Kerjakan Tugas Berikut
#1 Dalam kutipan tentang undang-undang desa, kementerian apa yang dibentuk untuk menunjukkan keseriusan pemerintah dalam membangun desa?
#2 Tolong lanjutkan kutipan tentang undang-undang desa, dimulai setelah kalimat terakhirnya.

Kutipan yang Disediakan
··········

Desa, atau apapun sebutan lainnya di berbagai daerah nusantara, telah hadir jauh sebelum Negara Kesatuan Republik Indonesia terbentuk. Negara menghormati keberadaan tersebut dan memberikan jaminan keberlangsungan Pemerintahan Desa dalam kerangka dan koridor Negara Kesatuan Republik Indonesia.
Di dalam UUD 1945 pasal 18 B ayat (2) disebutkan bahwa negara mengakui dan menghormati kesatuan-kesatuan masyarakat hukum adat beserta hak-hak tradisionalnya sepanjang masih hidup dan sesuai dengan perkembangan masyarakat dan prinsip Negara Kesatuan Republik Indonesia yang diatur dalam Undang-undang.
Dalam sejarah Negara Republik Indonesia, telah ditetapkan beberapa Undang-undang (UU) tentang Desa, yaitu:
- UU Nomor 22 Tahun 1948 tentang Pokok Pemerintahan Daerah,
- UU Nomor 1 Tahun 1957 tentang Pokok-Pokok Pemerintahan Daerah,
- UU Nomor 18 Tahun 1965 tentang Pokok-Pokok Pemerintahan Daerah,
- UU Nomor 19 Tahun 1965 tentang Desa Praja Sebagai Bentuk Peralihan untuk Mempercepat Terwujudnya Daerah Tingkat III di Seluruh Wilayah Republik Indonesia,
- UU Nomor 5 Tahun 1974 tentang Pokok-Pokok Pemerintahan di Daerah,
- UU Nomor 5 Tahun 1979 tentang Pemerintahan Desa,
- UU Nomor 22 Tahun 1999 tentang Pemerintahan Daerah,
- UU Nomor 32 Tahun 2004 tentang Pemerintahan Daerah,
- terakhir dengan UU Nomor 6 Tahun 2014 tentang Desa.
Untuk menunjukkan keseriusan pemerintah dalam membangun desa maka dibentuklah Kementerian Desa, Pembangunan Daerah Tertinggal dan Transmigrasi (Kemendes), walaupun dalam kenyataannya sebagian regulasi tentang desa justru lebih banyak diatur oleh Kementerian Dalam Negeri (Kemendagri).
Permasalahan Kontemporer dan Empiris UU Desa
Tanpa terasa UU nomor 6 tahun 2014 tentang Desa akan berumur 10 tahun, tepatnya pada tanggal 15 Januari 2014 nanti. Dalam usia 10 tahun tentunya sudah cukup banyak hal yang perlu disempurnakan baik dari segi regulasi, struktur organisasi, rekrutmen SDM dan tata kelola kenegaraan desa.
Ada beberapa persoalan kontemporer dan empiris yang menjadi persoalan dalam tataran mikro namun harus diselesaikan secara makro dalam UU 6 tahun 2014 tentang Desa yang kabarnya sedang dalam proses revisi di DPR RI.

··········

Data Item
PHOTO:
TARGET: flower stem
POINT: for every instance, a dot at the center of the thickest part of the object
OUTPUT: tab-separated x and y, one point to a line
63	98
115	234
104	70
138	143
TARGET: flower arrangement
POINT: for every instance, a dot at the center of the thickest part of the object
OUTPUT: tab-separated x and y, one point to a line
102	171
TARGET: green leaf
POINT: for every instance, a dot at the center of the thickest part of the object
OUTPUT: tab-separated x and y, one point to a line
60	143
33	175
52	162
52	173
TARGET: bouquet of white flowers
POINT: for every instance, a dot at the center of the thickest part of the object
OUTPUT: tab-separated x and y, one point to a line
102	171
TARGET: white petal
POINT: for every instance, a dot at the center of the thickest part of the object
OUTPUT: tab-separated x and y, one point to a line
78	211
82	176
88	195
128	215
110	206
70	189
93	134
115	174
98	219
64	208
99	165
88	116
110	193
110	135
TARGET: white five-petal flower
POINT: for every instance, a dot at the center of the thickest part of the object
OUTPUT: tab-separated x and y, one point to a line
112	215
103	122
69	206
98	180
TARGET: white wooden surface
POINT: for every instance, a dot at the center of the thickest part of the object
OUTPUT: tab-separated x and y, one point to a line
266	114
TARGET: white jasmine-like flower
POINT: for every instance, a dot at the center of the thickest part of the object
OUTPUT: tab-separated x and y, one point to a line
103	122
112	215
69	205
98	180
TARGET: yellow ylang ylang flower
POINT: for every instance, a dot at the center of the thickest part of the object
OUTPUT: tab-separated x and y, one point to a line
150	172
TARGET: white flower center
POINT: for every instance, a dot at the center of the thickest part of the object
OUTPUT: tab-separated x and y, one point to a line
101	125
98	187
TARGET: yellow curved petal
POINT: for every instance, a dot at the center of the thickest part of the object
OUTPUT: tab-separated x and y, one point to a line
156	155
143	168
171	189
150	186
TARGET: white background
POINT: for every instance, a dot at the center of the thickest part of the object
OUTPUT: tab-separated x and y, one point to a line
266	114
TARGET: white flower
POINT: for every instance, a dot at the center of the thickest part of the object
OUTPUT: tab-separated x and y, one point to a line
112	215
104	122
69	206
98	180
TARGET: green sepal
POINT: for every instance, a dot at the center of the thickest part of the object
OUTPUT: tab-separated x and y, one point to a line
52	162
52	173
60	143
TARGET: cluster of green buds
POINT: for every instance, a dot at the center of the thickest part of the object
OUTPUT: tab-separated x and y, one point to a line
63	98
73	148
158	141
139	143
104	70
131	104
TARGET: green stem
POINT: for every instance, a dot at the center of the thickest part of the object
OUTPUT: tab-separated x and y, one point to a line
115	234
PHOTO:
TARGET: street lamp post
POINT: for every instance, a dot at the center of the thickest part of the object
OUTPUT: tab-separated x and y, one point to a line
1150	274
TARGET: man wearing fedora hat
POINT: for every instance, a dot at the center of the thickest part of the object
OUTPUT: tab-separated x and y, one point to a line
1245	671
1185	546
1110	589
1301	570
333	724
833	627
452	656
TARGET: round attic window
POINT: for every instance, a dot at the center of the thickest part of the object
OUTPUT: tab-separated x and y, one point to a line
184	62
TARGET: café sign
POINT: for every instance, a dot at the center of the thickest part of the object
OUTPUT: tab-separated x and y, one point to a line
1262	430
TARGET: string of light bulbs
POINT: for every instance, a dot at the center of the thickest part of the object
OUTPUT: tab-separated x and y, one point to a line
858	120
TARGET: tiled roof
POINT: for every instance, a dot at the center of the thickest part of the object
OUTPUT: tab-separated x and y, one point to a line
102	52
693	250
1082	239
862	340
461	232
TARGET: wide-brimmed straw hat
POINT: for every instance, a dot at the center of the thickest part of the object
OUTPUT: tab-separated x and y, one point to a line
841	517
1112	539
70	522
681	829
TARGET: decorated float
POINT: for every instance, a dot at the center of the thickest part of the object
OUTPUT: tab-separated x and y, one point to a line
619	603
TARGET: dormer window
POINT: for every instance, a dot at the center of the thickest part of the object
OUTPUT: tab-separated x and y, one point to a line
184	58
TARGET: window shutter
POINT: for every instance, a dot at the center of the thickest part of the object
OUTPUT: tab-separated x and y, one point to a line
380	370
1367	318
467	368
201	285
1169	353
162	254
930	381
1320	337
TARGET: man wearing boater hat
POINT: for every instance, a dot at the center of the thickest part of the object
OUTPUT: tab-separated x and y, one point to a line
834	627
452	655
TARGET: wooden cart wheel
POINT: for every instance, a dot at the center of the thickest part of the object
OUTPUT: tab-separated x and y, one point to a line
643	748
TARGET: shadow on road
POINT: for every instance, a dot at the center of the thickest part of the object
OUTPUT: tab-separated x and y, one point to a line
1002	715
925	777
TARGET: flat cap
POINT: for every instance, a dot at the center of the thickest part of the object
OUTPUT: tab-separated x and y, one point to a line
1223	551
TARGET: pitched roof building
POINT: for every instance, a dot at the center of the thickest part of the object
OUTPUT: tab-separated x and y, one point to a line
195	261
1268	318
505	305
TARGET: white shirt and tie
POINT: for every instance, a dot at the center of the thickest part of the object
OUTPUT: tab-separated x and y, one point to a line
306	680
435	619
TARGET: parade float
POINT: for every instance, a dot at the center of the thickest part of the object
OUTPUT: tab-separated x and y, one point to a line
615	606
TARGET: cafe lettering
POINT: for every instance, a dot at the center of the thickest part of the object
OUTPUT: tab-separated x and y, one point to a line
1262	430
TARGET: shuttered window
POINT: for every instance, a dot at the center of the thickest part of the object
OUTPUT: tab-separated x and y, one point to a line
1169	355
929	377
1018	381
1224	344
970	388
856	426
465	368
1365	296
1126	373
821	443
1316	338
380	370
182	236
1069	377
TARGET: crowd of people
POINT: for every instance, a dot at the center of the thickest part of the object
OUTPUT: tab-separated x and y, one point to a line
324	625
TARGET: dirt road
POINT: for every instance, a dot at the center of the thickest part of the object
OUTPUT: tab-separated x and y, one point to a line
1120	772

··········

Jawaban Tiap Tugas
#1 Kementerian Desa, Pembangunan Daerah Tertinggal dan Transmigrasi (Kemendes).

#2
Persoalan-persoalan tersebut antara lain:
I. Reformulasi Rekrutmen Kepala Desa
1) e-Voting Pilkades
Pelaksanaan pemilihan Kepala Desa dilaksanakan secara serentak secara bergelombang maksimal 3 kali dalam periodesasi Kepala Daerah. Pelaksanaan pemilihan Kepala Desa ini cukup menguras tenaga semua pihak baik Pemerintahan Desa, Pemerintahan Daerah maupun pihak otoritas keamanan.
Secara anggaran juga sangat menguras anggaran APBD Pemerintah Daerah maupun APBDes Pemerintah Desa. Belum lagi tahapan waktu yang hampir memakan setengah dari masa pelaksanaan anggaran alias kurang lebih 6 bulan tentu akan sangat mengganggu pelaksanaan pembangunan Desa.
Kondisi ini harus diubah dalam kerangka berpikir efisiensi baik efisiensi anggaran, efisiensi waktu, efisiensi pembangunan dan efisiensi pengamanan. Harus dilakukan digitalisasi pelaksanaan pemilihan Kepala Desa dari metode konvensional menjadi metode digital alias e-voting.
Dari segi teknologi tidak terlalu sulit. Kemendes dan Kemendagri bisa bekerjasama dengan salah satu perguruan tinggi yang memiliki Fakultas IT untuk mendesain aplikasi e-voting tersebut.
Sebagai pilot project aplikasi ini dapat diujicobakan pada salah satu desa dengan tingkat kesiapan data kependudukan paling lengkap. Namun hal ini baru bisa diujicobakan setelah pelaksanaan pemilu dan pilkada serentak.
Untuk persiapan anggaran aplikasi e-voting pemilihan Kepala Desa sudah bisa dipikirkan mulai dari sekarang. Ilmu dan teknologi harus diterapkan ke masyarakat, jangan hanya terkungkung di balik tembok dan menara kampus.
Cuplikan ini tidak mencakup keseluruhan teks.